**WHAT IS EXPECTED**
Please copy the entries from the line containing "Task: indicate one point on every instance of the white dress" through the end of the entries, replacing "stack of paper" with "pile of paper" and leaving everything else unchanged.

'''

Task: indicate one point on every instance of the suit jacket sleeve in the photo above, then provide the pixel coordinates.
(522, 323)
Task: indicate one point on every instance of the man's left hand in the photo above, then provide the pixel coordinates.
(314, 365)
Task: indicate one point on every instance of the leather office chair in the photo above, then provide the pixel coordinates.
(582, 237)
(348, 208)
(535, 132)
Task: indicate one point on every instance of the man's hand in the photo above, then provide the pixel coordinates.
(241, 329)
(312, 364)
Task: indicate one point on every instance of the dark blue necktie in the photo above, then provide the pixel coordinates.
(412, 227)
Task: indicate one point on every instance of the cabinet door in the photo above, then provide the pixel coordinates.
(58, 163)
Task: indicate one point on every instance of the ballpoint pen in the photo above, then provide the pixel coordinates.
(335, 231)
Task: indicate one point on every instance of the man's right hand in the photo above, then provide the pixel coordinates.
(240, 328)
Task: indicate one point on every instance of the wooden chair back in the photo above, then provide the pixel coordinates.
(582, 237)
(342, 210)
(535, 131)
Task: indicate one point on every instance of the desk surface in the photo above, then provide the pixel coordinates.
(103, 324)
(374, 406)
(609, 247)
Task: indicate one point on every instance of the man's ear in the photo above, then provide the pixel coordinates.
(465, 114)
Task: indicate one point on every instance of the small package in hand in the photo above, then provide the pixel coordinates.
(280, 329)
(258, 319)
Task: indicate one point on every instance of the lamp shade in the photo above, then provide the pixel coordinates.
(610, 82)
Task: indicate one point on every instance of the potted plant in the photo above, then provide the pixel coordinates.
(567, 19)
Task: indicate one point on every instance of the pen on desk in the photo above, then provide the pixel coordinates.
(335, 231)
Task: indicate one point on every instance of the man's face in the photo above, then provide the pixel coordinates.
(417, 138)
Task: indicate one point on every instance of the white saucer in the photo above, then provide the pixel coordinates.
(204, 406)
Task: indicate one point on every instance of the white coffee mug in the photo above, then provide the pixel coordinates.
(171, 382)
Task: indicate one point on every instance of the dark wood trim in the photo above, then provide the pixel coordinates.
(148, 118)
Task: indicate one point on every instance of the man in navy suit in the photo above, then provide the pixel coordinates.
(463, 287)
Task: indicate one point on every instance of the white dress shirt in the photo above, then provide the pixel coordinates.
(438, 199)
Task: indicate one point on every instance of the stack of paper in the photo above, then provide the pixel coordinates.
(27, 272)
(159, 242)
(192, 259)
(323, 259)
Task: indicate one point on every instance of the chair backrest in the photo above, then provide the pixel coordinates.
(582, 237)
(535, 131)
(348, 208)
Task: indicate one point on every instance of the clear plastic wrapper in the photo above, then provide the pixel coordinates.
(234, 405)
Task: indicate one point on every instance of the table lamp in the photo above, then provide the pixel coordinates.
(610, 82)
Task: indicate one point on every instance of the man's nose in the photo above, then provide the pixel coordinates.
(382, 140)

'''

**TASK RESPONSE**
Task: indicate one point on every instance of the white dress shirt in the photo above, then provide the pixel coordinates.
(438, 199)
Task: indicate one point on every instance of the pile of paper in the photo above, then provide the pixel coordinates.
(27, 272)
(159, 242)
(192, 259)
(323, 259)
Task: indicate one point on every instance of the chair backrest in the photo above, then provide the pixel coordinates.
(582, 237)
(535, 131)
(348, 208)
Task: indicate one point on every instance of the clear plastic wrapper in the photo above, then provide the pixel coordinates.
(234, 405)
Task: indicate one point on every instance of the table lamp in the photo above, then provide the pixel coordinates.
(610, 82)
Task: indicate one point on every instance of the man's nose in the photo above, then provide the pixel coordinates.
(382, 140)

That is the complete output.